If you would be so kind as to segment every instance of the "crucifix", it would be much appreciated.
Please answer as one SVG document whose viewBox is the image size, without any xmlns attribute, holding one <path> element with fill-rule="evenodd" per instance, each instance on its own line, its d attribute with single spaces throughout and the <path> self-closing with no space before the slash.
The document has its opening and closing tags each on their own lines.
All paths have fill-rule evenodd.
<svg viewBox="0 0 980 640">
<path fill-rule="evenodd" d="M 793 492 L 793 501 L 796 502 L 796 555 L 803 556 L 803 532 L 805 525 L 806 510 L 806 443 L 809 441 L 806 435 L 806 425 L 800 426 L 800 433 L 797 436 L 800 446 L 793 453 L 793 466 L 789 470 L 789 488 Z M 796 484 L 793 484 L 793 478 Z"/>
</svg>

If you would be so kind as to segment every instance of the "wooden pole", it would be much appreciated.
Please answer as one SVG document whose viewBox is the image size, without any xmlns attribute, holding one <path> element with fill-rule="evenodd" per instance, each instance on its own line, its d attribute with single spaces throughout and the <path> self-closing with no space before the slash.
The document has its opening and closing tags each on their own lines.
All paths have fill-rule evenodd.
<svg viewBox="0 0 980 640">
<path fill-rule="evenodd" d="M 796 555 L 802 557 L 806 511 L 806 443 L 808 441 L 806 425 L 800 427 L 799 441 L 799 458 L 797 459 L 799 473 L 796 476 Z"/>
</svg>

┄┄┄┄┄┄┄┄┄┄

**Activity:** Pick out and copy the lines of the entries that hold the string "kind".

**Answer area:**
If you would be so kind as to segment every instance of the "crucifix", it would be much appreciated.
If you would be so kind as to segment every instance of the "wooden pole", it would be much appreciated.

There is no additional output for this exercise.